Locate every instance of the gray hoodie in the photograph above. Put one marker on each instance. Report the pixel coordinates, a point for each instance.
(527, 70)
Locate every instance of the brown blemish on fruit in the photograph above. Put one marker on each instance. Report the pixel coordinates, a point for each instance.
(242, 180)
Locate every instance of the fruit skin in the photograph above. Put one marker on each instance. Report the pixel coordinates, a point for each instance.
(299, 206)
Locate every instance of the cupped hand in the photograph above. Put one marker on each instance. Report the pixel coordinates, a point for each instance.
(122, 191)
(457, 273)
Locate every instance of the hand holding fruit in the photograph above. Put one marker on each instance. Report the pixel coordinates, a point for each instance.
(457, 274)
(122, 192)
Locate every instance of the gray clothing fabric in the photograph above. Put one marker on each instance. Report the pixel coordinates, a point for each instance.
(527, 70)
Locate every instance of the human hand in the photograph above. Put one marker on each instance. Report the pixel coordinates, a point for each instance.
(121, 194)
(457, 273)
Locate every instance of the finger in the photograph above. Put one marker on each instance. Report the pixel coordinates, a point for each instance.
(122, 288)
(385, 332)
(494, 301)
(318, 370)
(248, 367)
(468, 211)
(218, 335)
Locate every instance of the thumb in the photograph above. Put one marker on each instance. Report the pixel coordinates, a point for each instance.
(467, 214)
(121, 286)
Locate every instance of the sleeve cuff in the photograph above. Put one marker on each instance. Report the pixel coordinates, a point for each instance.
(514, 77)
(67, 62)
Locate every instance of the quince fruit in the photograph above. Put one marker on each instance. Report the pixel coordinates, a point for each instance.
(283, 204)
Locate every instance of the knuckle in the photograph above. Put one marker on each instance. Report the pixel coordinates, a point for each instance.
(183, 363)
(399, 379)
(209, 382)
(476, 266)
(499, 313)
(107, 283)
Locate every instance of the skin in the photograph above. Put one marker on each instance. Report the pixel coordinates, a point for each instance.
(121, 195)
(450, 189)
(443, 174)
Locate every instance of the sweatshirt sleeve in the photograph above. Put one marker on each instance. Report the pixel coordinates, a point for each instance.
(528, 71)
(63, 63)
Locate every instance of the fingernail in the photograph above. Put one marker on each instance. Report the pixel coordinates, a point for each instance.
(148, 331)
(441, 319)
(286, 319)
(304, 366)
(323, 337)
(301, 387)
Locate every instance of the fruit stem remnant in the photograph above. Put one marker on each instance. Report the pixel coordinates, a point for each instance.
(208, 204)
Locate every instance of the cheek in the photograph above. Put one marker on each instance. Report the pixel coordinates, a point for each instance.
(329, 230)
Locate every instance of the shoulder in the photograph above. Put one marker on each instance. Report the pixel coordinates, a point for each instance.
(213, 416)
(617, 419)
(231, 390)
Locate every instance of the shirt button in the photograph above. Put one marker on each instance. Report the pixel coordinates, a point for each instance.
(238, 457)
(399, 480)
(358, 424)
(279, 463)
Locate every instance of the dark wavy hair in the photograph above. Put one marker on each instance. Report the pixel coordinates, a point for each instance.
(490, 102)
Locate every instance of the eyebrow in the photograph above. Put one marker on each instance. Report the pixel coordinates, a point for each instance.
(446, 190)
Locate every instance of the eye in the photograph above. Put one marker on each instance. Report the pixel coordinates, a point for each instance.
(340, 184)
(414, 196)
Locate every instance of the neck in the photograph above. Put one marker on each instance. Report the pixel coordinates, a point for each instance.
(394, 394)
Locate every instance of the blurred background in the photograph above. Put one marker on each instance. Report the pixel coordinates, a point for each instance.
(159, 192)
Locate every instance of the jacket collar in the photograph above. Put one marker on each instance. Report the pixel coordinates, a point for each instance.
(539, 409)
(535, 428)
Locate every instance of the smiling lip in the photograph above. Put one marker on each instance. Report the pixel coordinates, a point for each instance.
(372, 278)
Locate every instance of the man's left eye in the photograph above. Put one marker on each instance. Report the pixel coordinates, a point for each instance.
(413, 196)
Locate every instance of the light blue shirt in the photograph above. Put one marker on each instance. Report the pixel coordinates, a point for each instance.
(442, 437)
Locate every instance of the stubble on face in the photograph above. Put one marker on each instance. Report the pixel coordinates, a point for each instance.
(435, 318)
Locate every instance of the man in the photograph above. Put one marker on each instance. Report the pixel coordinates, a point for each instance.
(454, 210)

__________

Rewrite every line of the records above as a numbered list, leaving out any blank lines.

1. Locate every instance of the gray hoodie in the photograph above. Put one marker on each instance. Report the pixel coordinates, a point for each instance.
2. (527, 70)
3. Locate every instance of the brown blemish on fruit in the photograph above. Put one marker on each instance. Report the pixel coordinates, a point for each instance.
4. (242, 180)
5. Locate every instance of the fruit skin in the photograph above. Put one marker on each instance. Report the pixel coordinates, a point for each instance.
6. (299, 206)
7. Locate every instance of the cupped hand in the photograph above. Put one marker on each instance. Report the pixel coordinates, a point for each instance.
8. (122, 191)
9. (457, 273)
10. Locate every instance of the hand holding fruit in the photograph above. Put one marker on each instance. Report the pixel coordinates, a point for each instance.
11. (457, 274)
12. (122, 192)
13. Locate every instance of the gray clothing fabric in the photograph above. Put one marker on each instance. Report the pixel coordinates, a point for each instance.
14. (527, 70)
15. Locate every instance of the human hand in the photograph above. Put one marker on each instance. Report the pixel coordinates, a point for each instance.
16. (121, 194)
17. (457, 273)
18. Locate every instance of the finger in the photograph above. Put one marker on each instance. Report the pixel coordinates, a point for each instance.
19. (122, 288)
20. (385, 332)
21. (494, 301)
22. (318, 370)
23. (248, 367)
24. (468, 211)
25. (218, 335)
26. Locate every instance of the thumb in the photograph above. Put one marker on each instance. Report the pixel coordinates, a point for each instance.
27. (467, 214)
28. (121, 286)
29. Locate every instance of the sleeve cuff in the photograph above. Put one marker on each instance. Report the pixel coordinates, a point for each instance.
30. (514, 77)
31. (67, 62)
32. Locate every instance of the quince fruit in the photograph above. Put one marker on each instance. Report the pixel coordinates, a point for each instance.
33. (283, 204)
34. Locate every instance of the knuckle in the photograph above. Put one marker on each instance. Report the pixel coordinates, a point for each instance.
35. (183, 363)
36. (399, 379)
37. (209, 382)
38. (476, 266)
39. (499, 313)
40. (107, 283)
41. Locate every instance of the skin in the photograph above. Put one marker on each instance. Report the pixel coordinates, a point for each instance.
42. (121, 195)
43. (450, 189)
44. (443, 174)
45. Locate every instance of the sweatshirt sleeve in the photograph above. Put one marker on each instance. Report the pixel coordinates, a point for each instance.
46. (528, 71)
47. (63, 63)
48. Locate every instance of the fingernail in the photograph above. Put one marker on each instance. Report the pixel coordinates, a point for each instance.
49. (148, 331)
50. (441, 319)
51. (286, 319)
52. (304, 366)
53. (323, 337)
54. (301, 387)
55. Locate every instance of the fruit stem remnant in the photograph above. Put one marker on each instance. Report the pixel coordinates, a point for each instance.
56. (208, 204)
57. Locate every instance of the cheek in the photograph above. Put one marker on each instance. Report the pixel coordinates, a point for each instance.
58. (329, 230)
59. Locate every instance of the shoulder in the photograph above. Put one marker on each instance. Report the pixel coordinates, a point for each instance.
60. (213, 416)
61. (617, 419)
62. (231, 390)
63. Locate every instance of the shirt button in the photograph above. Put one marker on each instance. Report the pixel coordinates, a point for each instance.
64. (238, 457)
65. (399, 480)
66. (358, 424)
67. (279, 463)
68. Locate every instance of the dark wavy hair in the photograph above. Put one marker on each instance. Report the pixel coordinates, a point for each instance.
69. (490, 102)
70. Locate every instance of the eyebrow in the photograph above. Put one marker on each instance. Report the pixel coordinates, a point for each instance.
71. (446, 190)
72. Locate every instance of the eye in the photograph above. Put one marker on each instance. Report the pixel coordinates, a point for each instance.
73. (340, 184)
74. (414, 196)
75. Locate every instance of the neck in the photograph above. Put one marker on each instance. Report the pixel coordinates, a point for each instance.
76. (394, 394)
77. Locate every instance of the blurred background in the photograph above. Put one marker on each instance. Report the pixel coordinates, a point for each instance.
78. (159, 192)
79. Locate every instance of the jacket collar in the photograph above. Put one marker on each instance. Report the pixel coordinates, a point for each instance.
80. (539, 409)
81. (535, 428)
82. Locate every instance of the smiling lip in the photograph above. Put one marker on each instance. Report the pixel coordinates, a point for each instance.
83. (372, 278)
84. Locate every instance of the man's left eye in the photograph above. Put one marker on each instance. Report the pixel coordinates, a point for each instance.
85. (413, 196)
86. Locate every instance of the light blue shirt in the photograph above. Put one marker on each instance. Report the pixel coordinates, a point for each instance.
87. (442, 437)
88. Locate every instance of the stubble on face in the photograph above. Put one marker on each instance. Report the pixel coordinates, a point for each instance.
89. (435, 318)
90. Locate every instance of the man in the photograph above. Put one marker on each instance. Report the pixel coordinates, a point for each instance.
91. (454, 210)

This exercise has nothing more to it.